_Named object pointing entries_
────────────────────────────────────────

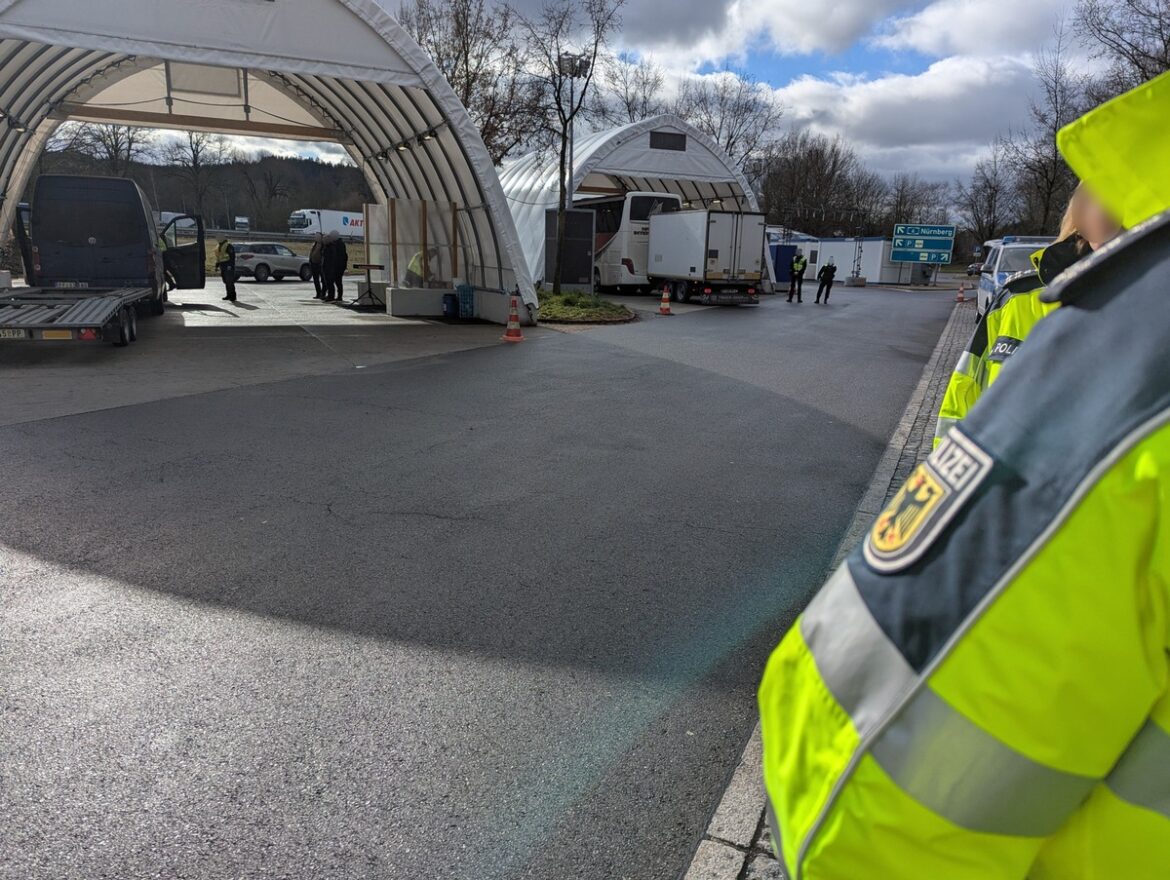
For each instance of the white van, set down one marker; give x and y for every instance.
(621, 236)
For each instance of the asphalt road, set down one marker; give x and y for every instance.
(496, 613)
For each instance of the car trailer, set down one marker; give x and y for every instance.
(73, 315)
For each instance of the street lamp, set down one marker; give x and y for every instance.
(575, 67)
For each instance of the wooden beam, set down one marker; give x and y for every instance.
(601, 190)
(122, 116)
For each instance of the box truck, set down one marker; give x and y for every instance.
(713, 256)
(309, 221)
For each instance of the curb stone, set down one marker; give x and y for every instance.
(736, 844)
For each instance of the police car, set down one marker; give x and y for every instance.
(1005, 258)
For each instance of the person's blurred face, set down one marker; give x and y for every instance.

────────────────────────────────────────

_OBJECTIVE_
Can you copy the listing again from the line that has "For each instance of the curb" through the end of the listing, keeping the requests, but with every x and y coordinate in the answers raised by 148?

_EXERCISE ANSWER_
For each instance of the curb stone, set down one marker; give x and y for every instance.
(884, 992)
For each instance of the police car, set down one marker; give x and y for every instance.
(1153, 406)
For each instance of the person's blurred face, set down one marker; give x and y for every instance.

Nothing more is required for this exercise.